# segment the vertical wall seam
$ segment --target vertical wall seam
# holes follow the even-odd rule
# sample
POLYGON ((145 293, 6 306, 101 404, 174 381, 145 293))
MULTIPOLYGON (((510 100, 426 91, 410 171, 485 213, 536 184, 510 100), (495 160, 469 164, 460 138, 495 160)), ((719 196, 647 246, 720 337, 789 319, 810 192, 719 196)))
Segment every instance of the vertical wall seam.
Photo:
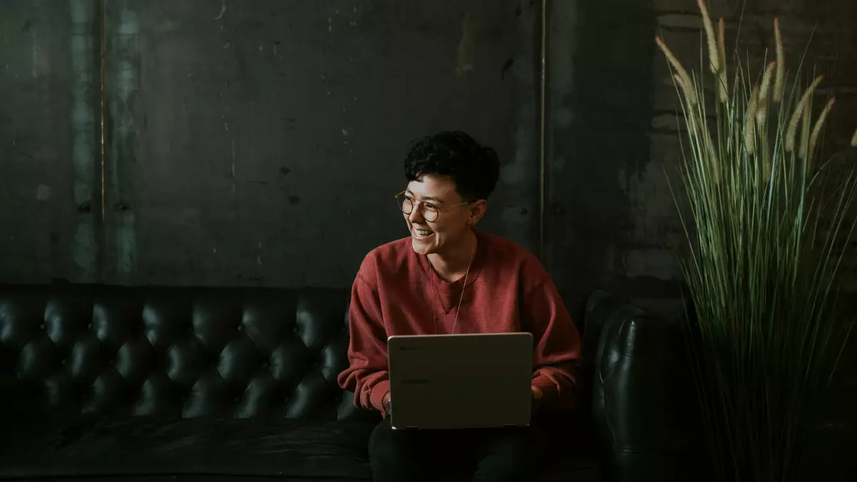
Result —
◆ ◆ ◆ ◆
**What is required:**
Can you rewrite the entries above with every "vertical wall seam" changed to "horizontal wall seam" and everything else kept the same? Leave the pictures out.

**Output:**
# segment the horizontal wall seam
$ segment --target horizontal wall seam
# holes follow the even-odd rule
# sample
POLYGON ((145 293, 6 306, 101 404, 174 381, 145 293))
MULTIPOLYGON (((510 100, 426 91, 410 171, 485 213, 536 184, 510 100), (495 160, 469 164, 460 138, 495 160)), ((719 196, 647 246, 720 337, 789 319, 810 192, 719 196)))
Segment every instance of the horizontal wall seam.
Photo:
Result —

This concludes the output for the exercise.